» TEXTO PRESENTADO:
# # #
III DOMINGO CUARESMA B
+ Mons. D. Ciriaco Benavente Mateos
El templo y los templos
Lo del negocio alrededor de los templos parece ser tan viejo como el hombre. Qué
pronto surgen tenderetes entorno a los grandes santuarios e incluso alrededor de
las humildes romerías de pueblo. Ante ello, los críticos no dudan en empuñar el
látigo, pero tampoco hay que pasarse en los puritanismos. El mantenimiento de los
templos es costoso. Y, por otra parte, los peregrinos necesitan lugares para
hospedarse y tiendas en que comprar algún recuerdo. Hasta algunos mendigos
hacen su humilde negocio a las puertas del templo. En cualquier caso, hay que
reconocer que el mercantilismo o el afán de lucro no pegan bien con los templos.
El templo de Jerusalén, orgullo y símbolo de la nación, era un lugar venerado de
oración y de peregrinación por el que pasaban al año miles y miles de judíos. Era
una institución tan importante que disponía hasta de moneda propia. Por eso, en
los alrededores, en los mismos atrios, había cambistas y vendedores. A cambio de
unas ganancias, prestaban un servicio a los fieles, que allí cambiaban y
encontraban lo indispensable para hacer sus ofrendas. Es probable que María y
José, cuando vinieron a presentar al Niño, adquirieran así las tórtolas o los pichones
que solían ser la ofrenda de la gente pobre. Lo grave en estas cosas es que el
negocio acabe suplantando a lo realmente importante; que el santo nombre de Dios
se convierta en un medio para nuestro provecho.
Jesús, tan comprensivo con los que se reconocían pecadores, era intransigente
cuando andaba por medio el honor de su Padre o la dignidad de sus hermanas los
hombres. Pero el que Jesús hiciera un azote de cordeles y expulsara a los cambistas
y vendedores tampoco da derecho a convertirle en el Cristo guerrillero que algunos
han querido presentar.
El gesto de Jesús tiene además un significado profético: El anuncio de la sustitución
del Templo por lo que era el más verdadero lugar de la presencia de Dios: su
humanidad misma, donde Dios ha puesto su tienda al encarnarse en la condición
humana, donde cualquier hombre puede ya encontrar a Dios sin necesidad de
visado. Los judíos, como sabemos, prohibían a los gentiles el acceso al Templo bajo
pena de muerte.
“¿Qué signos nos muestras para obrar así?”, le preguntan los dirigentes religiosos al
pedirle cuentas por la acción realizada . “Destruid este templo y en tres días lo
levantaré ”. Y el evangelista añade: -“Hablaba del templo de su cuerpo ” -.
# # #
» DATOS PROPORCIONADOS:
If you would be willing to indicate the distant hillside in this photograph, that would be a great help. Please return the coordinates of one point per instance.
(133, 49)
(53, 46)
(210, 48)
# # #
» TAREA REQUERIDA:
Según el texto sobre el templo, ¿qué les prohibían los judíos a los gentiles bajo pena de muerte?

» RESPUESTA FINAL:
El acceso al Templo.